[WHAT IS BEING ASKED]
Print the listing below line for line, without changing a single character.

BEGIN INPUT MATERIAL

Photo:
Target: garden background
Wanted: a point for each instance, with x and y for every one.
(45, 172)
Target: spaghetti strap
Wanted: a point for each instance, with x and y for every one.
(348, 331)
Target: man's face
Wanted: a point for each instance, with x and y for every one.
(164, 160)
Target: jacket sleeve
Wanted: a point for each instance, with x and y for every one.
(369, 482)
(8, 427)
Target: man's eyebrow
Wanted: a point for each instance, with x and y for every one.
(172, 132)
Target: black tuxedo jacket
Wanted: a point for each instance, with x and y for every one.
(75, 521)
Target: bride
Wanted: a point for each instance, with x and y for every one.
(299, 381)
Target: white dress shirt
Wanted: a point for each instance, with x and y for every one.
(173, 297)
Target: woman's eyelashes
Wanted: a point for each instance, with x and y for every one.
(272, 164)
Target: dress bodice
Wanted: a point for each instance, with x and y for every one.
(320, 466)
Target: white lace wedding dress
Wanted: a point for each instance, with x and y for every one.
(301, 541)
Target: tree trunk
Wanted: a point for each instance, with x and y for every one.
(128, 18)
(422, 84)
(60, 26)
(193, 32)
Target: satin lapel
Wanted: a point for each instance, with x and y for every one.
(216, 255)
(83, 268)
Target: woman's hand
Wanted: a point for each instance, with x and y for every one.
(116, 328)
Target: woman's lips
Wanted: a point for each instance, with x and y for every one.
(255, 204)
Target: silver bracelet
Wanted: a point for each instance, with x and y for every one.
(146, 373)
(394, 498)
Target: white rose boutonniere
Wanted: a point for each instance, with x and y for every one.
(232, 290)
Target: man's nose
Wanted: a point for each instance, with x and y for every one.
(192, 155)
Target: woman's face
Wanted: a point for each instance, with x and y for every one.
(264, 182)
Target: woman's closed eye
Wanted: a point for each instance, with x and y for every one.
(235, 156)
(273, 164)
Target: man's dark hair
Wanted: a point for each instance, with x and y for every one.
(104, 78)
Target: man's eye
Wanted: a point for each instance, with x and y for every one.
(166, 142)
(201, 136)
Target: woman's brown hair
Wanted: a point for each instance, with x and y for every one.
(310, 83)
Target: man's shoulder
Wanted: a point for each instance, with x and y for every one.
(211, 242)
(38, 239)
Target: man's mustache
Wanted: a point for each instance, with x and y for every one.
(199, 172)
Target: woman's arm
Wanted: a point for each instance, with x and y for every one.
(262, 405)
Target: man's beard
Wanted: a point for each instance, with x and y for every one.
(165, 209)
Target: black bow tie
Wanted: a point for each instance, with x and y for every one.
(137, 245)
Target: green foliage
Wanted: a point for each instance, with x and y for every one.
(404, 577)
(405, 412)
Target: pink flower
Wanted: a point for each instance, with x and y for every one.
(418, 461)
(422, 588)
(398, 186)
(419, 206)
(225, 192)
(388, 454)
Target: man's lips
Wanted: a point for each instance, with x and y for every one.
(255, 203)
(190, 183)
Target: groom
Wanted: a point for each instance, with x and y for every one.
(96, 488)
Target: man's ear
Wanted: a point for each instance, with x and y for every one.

END INPUT MATERIAL

[OUTPUT OF THE EXERCISE]
Photo:
Target: garden background
Wanted: a point for each instance, with x and y for every one.
(45, 172)
Target: spaghetti strap
Wanted: a point for each instance, with x and y for every one.
(348, 331)
Target: man's face
Wanted: a point for each instance, with x and y for every one.
(164, 160)
Target: jacket sleeve
Wanted: a point for each instance, with x and y for every one.
(369, 482)
(8, 427)
Target: man's eyebrow
Wanted: a point for each instance, with x and y for every one.
(172, 132)
Target: black tuxedo jacket
Wanted: a point for each instance, with x and y for every one.
(75, 521)
Target: bride
Wanted: a point for each instance, with x and y for every one.
(299, 381)
Target: white dress shirt
Wanted: a point for each instance, with x and y for every one.
(173, 297)
Target: woman's eyelashes
Wanted: a point for each instance, with x and y for every one.
(272, 164)
Target: dress bodice
Wanted: a point for each instance, with x and y for every one.
(320, 466)
Target: white lace wedding dress
Wanted: a point for each instance, with x and y for every one.
(301, 541)
Target: tree trunk
Wanted: a point for each instance, with x and y for every one.
(128, 18)
(422, 84)
(60, 26)
(193, 32)
Target: satin lapel
Wanted: a point for each instance, with x and y for every one.
(216, 255)
(83, 268)
Target: woman's hand
Wanted: a point for each instance, with x and y for every one.
(116, 328)
Target: woman's lips
Wanted: a point for each instance, with x and y for every one.
(255, 204)
Target: silver bracelet
Wanted: a point for each instance, with x and y for every one.
(146, 373)
(394, 498)
Target: white rose boutonniere
Wanted: a point for each instance, with x and y for every one.
(232, 290)
Target: man's nose
Wanted: a point for each instance, with x and y for every one.
(192, 155)
Target: woman's face
Wanted: a point for each instance, with x and y for every one.
(264, 182)
Target: woman's closed eye
Wanted: a point for each instance, with x and y for every one.
(235, 156)
(273, 164)
Target: man's dark hair
Wanted: a point for each instance, with x and y for every one.
(104, 78)
Target: man's eye
Wanted: a point for each instance, with x and y for every one.
(166, 142)
(201, 136)
Target: woman's brown hair
Wanted: a point for each instance, with x and y for every one.
(310, 83)
Target: man's shoulder
Wanted: a point for each instance, with x and y for every one.
(211, 242)
(38, 239)
Target: man's mustache
Wanted: a point for each instance, with x and y for every one.
(199, 172)
Target: woman's arm
Wanted: a point for each instance, with x and y for every one.
(262, 405)
Target: man's beard
Wanted: a point for each instance, with x and y for every one.
(165, 209)
Target: black bow tie
Wanted: a point for each instance, with x and y for every one.
(137, 245)
Target: green foliage
Wanted: a point for each instance, with x and y for every one.
(404, 577)
(405, 412)
Target: pink flower
Wanted: a point for each instance, with x and y for every one.
(418, 461)
(422, 588)
(398, 186)
(419, 206)
(225, 192)
(388, 454)
Target: man's lips
Wanted: a point for each instance, with x and y for every one.
(255, 203)
(190, 183)
Target: groom
Wanted: a point for each instance, with x and y for every one.
(96, 488)
Target: man's ear
Wanted: a point for each instance, with x and y for every one.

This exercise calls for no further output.